:: Extract provided ::
## BEGIN

Promoting Success in Agriculture for People with Disabilities and Their Families
|Summer 2008, Vol. 8, No. 4||
Feature Story: The Roots of AgrAbility
AgrAbility and the Farm Bill
On June 18, 2008 the Farm Bill was reauthorized by Congress, securing another eight years of funding for AgrAbility. To mark this occasion we are looking back on the past seventeen years of the USDA’s funding of AgrAbility, and our combined efforts to assist people with disabilities involved in production agriculture and their families.
It is well known that farming is one of the most dangerous occupations in the United States. It was in 1944 that Franklin D. Roosevelt signed the first National Farm Safety Week proclamation, which brought more awareness to safety issues on our nation’s farms and ranches (National Education Center for Agricultural Safety, 2007). Every President since then has supported this proclamation. Safety standards for farm equipment have been vastly improved, and many private and public organizations are now dedicated to improving farm safety and health. Nearly 700 farmers and ranchers die in work related incidents each year. Another 80,000 workers sustain disabling injuries from work-related incidents in 2005 (National Safety Council, 2007). The USDA National Agricultural Statistics Service estimates that more than 200,000 farmers, ranchers and agricultural workers experience lost-work-time injuries and occupational illnesses every year, approximately five percent of which have serious and permanent results. Off-farm incidents and health conditions disable thousands more farmers each year. Based on nationwide data from the Census Bureau and the Bureau of Economic Analysis (2000), approximately 387,900 agricultural producers could be affected by disabilities and chronic health conditions. Today, like seventeen years ago, there is a continual need for the work done by AgrAbility.

## END

:: Data records ::
## BEGIN

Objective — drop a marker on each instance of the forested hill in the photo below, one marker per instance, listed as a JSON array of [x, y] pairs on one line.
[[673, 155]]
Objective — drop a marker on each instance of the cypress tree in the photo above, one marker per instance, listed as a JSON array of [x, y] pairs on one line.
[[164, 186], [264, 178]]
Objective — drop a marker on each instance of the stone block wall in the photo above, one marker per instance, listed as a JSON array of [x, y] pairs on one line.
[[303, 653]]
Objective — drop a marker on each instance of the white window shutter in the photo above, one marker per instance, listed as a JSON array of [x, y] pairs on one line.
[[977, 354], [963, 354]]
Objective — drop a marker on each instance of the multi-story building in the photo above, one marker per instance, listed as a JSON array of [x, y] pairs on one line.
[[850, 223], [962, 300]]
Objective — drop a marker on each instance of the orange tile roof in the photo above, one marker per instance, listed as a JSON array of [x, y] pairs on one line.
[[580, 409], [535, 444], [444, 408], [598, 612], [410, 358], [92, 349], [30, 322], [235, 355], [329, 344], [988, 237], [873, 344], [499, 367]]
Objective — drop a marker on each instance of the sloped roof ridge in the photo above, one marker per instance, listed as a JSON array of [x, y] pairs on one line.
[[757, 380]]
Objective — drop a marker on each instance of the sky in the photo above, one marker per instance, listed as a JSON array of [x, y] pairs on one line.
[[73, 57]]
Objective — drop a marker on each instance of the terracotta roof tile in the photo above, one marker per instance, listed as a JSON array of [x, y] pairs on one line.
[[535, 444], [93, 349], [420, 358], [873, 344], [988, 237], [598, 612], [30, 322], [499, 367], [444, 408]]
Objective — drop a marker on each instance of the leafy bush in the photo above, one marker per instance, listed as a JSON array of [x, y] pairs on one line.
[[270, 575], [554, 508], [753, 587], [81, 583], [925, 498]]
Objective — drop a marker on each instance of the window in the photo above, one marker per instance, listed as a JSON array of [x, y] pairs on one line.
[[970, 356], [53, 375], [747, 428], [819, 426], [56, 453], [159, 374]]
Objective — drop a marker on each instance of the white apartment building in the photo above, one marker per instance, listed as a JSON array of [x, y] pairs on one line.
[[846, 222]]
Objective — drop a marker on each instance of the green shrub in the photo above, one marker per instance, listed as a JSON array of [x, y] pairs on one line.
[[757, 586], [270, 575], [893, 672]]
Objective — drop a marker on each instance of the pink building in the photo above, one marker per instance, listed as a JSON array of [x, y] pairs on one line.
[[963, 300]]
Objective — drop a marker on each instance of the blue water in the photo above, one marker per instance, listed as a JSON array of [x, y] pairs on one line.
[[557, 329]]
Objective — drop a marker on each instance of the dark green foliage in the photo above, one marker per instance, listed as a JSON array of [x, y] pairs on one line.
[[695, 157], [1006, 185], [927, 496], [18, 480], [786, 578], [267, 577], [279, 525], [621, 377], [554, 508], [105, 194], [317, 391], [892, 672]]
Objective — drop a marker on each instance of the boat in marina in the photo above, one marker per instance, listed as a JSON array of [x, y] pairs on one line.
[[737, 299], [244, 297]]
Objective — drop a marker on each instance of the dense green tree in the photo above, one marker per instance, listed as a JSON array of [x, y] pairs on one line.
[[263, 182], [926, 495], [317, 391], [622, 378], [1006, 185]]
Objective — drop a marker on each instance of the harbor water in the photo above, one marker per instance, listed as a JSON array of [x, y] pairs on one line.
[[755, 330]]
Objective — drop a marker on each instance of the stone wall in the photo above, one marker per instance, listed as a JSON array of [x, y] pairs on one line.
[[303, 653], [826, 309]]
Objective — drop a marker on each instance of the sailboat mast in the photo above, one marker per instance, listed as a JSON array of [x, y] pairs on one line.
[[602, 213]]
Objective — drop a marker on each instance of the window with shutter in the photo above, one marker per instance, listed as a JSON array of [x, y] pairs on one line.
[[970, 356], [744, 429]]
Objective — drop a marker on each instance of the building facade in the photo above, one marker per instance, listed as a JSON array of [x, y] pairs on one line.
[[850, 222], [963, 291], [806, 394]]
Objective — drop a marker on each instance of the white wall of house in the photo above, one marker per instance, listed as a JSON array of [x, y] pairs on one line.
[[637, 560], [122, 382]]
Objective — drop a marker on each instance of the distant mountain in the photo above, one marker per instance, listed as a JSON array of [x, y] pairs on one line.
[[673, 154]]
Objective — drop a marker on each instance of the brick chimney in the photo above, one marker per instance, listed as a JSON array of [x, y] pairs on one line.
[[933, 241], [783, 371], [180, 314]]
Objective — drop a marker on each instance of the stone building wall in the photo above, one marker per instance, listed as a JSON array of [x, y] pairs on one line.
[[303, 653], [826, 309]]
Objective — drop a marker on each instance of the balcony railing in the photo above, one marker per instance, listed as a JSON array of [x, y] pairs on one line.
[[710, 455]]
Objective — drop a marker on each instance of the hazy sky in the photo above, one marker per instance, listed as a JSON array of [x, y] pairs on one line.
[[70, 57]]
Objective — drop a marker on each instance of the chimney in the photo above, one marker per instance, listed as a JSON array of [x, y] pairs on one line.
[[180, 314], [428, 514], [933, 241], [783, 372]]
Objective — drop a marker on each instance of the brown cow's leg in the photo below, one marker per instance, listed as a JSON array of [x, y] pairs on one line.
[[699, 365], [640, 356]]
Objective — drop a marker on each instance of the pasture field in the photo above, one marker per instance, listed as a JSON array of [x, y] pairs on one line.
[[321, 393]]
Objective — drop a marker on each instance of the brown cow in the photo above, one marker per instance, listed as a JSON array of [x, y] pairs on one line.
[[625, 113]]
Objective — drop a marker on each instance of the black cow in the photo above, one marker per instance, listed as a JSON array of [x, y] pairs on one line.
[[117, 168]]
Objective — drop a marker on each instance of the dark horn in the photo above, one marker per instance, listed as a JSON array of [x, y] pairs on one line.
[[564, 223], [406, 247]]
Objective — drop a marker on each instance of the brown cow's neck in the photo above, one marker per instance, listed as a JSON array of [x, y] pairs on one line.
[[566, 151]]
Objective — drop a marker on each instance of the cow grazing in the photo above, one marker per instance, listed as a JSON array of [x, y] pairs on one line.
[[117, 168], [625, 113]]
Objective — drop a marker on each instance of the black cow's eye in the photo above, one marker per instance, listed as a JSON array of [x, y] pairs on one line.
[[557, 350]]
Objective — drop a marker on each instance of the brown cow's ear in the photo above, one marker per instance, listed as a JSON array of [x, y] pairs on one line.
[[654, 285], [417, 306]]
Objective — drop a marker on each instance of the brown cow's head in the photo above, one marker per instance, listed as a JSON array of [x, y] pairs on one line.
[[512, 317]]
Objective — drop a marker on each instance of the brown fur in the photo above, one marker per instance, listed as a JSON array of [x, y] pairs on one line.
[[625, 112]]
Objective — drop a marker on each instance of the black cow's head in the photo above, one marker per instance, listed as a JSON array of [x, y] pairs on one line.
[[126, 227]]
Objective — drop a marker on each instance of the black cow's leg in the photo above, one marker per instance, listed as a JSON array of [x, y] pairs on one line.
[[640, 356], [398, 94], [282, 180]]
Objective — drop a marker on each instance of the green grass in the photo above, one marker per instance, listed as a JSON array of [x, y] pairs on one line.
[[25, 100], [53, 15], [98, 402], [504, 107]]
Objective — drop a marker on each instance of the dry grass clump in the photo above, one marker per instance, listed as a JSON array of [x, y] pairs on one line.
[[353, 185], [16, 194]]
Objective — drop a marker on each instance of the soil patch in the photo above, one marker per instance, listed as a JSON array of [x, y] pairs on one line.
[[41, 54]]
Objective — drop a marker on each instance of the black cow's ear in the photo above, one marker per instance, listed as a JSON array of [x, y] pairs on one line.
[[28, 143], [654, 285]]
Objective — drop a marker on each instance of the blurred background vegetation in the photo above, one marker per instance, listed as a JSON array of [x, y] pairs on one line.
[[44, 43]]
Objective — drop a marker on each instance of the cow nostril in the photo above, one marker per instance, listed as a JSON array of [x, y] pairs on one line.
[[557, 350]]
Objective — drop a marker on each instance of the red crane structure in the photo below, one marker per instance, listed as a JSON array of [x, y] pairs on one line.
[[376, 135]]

## END

:: Objectives ::
1. Using the AgrAbility article, state whether each statement agrees with it, answering yes or no and quoting the words that decide it.
(a) Congress reauthorized the Farm Bill on June 18, 2008.
(b) The first National Farm Safety Week proclamation was signed in 1954.
(c) The reauthorization secured ten more years of funding for AgrAbility.
2. Answer these questions from the AgrAbility article.
(a) How many years of USDA funding of AgrAbility does the article look back on?
(b) Which agency estimates that more than 200,000 farmers, ranchers and agricultural workers have lost-work-time injuries and occupational illnesses every year?
(c) About how many agricultural producers could be affected by disabilities and chronic health conditions?
The records have no role in this work.

:: Problem solutions ::
1.
(a) Yes: "On June 18, 2008 the Farm Bill was reauthorized by Congress"
(b) No: "It was in 1944 that Franklin D. Roosevelt signed the first National Farm Safety Week proclamation"
(c) No: "securing another eight years of funding for AgrAbility"

2.
(a) Seventeen years.
(b) The USDA National Agricultural Statistics Service.
(c) Approximately 387,900.